_Document passage_:

———

Zam-Buk the Magnificent

Toronto Telegram 1923 Zam-Buk

They still make this stuff that sounds like a 1950s gladiator movie, look! And it even has its own website. It hasn’t got a lot of content on there but then it is only a jar of ointment. I don’t suppose that its miraculous attributes include writing blog posts, really.

I kind of wish it did, because then it could come sit on my desk here and whisper helpful ideas. It is Monday morning – ah, but you knew that already! – and I’m thinking about where to take Kitchen Retro in the coming months – things to write about, mixing things up a bit. I have some really good ads I’m saving up though – i can’t wait to post them. And there are some strange recipes lurking on the shelves. Also, I want to write more about retro stuff from the 1960s and 1970s that I remember and can’t get out of my head.

But Zam-Buk calls! Zam-Buk awaits my post and will not be happy if it does not get written. Do not make Zam-Buk displeased. Zam-Buk has a mighty temper and will unleash a few thunderbolts from his mighty mountaintop. And give you an itchy skin rash too!

Anyway, Zam-Buk.  It is made in the UK by the Rose Apothocary Co., here. It is made up of several herbal oils (eucalyptus and thyme especially) mixed with beeswax and a couple of other things (I know I am being lazy, but if you really, absolutely are desperate to know the couple of other things in Zam-Buk, the Rose people are very happy to tell you. Sorry, need more coffee over here!)

This site suggests that the name comes from a South African town called Zambuk. Why the Roman senator in the ad – and why the ad implies that this stuff was made in ancient Rome – I have no idea.  

Zam-Buk ointment – oh sorry, embrocation! – was made starting about 1903 in Britain, Australia, New Zealand and Canada. This ad is from a Canadian newspaper – the Toronto Telegram, in 1923.

An embrocation, by the way, is a fancy word for something medicinal that is rubbed into the skin. In other words, cream or ointment. I really like this word – it sounds like a cross between an altercation and a convocation. I guess if you had an altercation (say, with the valedictorian) this is just the sort of thing you would need.

About these ads

4 thoughts on “Zam-Buk the Magnificent

  1. I can’t wait until Zam-Buk hits the big screen. I know it will star Yule Brynner – he seems like the kind of guy who would use such an “embrocation”. Can’t you just picture him saying “Use Zab-buk and live!”

———

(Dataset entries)
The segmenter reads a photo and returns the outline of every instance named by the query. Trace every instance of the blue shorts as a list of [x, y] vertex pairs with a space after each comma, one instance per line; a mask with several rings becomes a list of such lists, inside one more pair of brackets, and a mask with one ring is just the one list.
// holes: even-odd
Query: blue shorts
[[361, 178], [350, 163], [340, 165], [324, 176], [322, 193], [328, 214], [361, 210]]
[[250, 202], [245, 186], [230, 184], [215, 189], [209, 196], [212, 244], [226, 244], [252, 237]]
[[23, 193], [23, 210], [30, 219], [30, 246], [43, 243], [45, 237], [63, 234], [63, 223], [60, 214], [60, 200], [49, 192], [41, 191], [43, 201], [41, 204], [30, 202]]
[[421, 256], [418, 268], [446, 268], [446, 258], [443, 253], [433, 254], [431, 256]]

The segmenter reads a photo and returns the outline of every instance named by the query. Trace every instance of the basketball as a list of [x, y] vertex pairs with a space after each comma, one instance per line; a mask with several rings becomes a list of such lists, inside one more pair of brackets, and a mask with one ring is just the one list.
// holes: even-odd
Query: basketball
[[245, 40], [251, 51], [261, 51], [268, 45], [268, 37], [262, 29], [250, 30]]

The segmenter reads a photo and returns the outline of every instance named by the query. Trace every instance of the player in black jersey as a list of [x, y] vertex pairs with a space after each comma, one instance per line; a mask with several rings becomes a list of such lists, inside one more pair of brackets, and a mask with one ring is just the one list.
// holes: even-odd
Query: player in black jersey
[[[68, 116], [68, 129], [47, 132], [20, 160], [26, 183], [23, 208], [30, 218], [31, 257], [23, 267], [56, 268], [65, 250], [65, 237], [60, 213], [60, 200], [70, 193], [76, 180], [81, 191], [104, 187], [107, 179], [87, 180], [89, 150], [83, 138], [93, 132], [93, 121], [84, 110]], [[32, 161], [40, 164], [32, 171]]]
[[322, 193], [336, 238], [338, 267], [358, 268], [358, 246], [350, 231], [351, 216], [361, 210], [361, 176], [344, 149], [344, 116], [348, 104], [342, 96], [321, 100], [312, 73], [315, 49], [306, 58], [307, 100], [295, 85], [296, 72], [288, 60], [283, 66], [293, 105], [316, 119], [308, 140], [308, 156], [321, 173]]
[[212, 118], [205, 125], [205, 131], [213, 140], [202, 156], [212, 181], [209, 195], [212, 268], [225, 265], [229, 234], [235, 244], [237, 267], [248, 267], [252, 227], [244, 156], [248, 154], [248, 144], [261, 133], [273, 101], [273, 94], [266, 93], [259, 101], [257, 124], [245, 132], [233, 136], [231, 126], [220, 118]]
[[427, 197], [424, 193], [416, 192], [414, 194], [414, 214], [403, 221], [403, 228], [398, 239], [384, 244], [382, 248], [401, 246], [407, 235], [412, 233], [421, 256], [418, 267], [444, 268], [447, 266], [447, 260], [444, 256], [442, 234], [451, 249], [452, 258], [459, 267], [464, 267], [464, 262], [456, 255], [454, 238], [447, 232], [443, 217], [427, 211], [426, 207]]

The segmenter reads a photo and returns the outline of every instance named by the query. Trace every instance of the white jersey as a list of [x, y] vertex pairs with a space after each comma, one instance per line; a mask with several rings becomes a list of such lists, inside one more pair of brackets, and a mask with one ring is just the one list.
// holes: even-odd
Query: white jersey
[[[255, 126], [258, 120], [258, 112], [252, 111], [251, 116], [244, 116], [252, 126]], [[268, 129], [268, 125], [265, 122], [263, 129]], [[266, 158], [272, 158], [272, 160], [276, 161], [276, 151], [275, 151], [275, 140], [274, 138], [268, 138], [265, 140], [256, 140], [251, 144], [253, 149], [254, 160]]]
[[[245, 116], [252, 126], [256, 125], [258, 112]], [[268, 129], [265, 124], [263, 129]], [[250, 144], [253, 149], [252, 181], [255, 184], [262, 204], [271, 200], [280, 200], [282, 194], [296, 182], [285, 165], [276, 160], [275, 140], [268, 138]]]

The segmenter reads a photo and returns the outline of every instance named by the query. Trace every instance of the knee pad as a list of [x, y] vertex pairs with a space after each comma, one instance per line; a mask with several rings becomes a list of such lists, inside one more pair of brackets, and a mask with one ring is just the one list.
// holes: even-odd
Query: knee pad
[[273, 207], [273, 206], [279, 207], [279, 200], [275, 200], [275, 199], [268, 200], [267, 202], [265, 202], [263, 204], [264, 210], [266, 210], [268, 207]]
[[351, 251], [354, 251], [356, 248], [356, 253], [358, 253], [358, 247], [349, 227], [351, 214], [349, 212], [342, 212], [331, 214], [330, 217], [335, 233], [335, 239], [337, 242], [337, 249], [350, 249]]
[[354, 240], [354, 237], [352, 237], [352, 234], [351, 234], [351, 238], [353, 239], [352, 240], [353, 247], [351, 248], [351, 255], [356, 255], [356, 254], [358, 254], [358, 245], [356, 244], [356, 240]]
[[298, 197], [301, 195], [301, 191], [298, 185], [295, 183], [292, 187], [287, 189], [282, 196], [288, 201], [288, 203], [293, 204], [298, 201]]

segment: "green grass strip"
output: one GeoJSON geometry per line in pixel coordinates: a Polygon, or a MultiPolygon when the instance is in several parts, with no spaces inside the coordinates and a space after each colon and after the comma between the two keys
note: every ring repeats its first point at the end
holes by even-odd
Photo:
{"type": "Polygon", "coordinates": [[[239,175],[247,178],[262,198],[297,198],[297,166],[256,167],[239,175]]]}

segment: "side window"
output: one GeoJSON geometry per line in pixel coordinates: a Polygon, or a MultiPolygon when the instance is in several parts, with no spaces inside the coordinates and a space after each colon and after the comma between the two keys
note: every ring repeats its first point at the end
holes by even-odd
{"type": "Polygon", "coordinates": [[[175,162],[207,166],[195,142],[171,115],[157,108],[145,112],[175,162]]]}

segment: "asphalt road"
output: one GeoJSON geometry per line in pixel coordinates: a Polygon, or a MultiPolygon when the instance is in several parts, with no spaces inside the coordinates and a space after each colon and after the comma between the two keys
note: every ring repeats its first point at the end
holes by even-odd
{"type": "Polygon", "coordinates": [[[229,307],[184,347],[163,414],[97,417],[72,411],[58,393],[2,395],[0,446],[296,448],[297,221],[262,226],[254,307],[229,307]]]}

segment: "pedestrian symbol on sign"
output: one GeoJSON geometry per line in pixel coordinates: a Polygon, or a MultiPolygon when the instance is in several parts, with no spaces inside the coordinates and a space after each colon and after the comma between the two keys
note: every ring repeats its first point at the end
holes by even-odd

———

Write out the stretch of the Zam-Buk blog post from "Zam-Buk ointment –" through "Telegram, in 1923.", word for word.

_Exercise result_:
Zam-Buk ointment – oh sorry, embrocation! – was made starting about 1903 in Britain, Australia, New Zealand and Canada. This ad is from a Canadian newspaper – the Toronto Telegram, in 1923.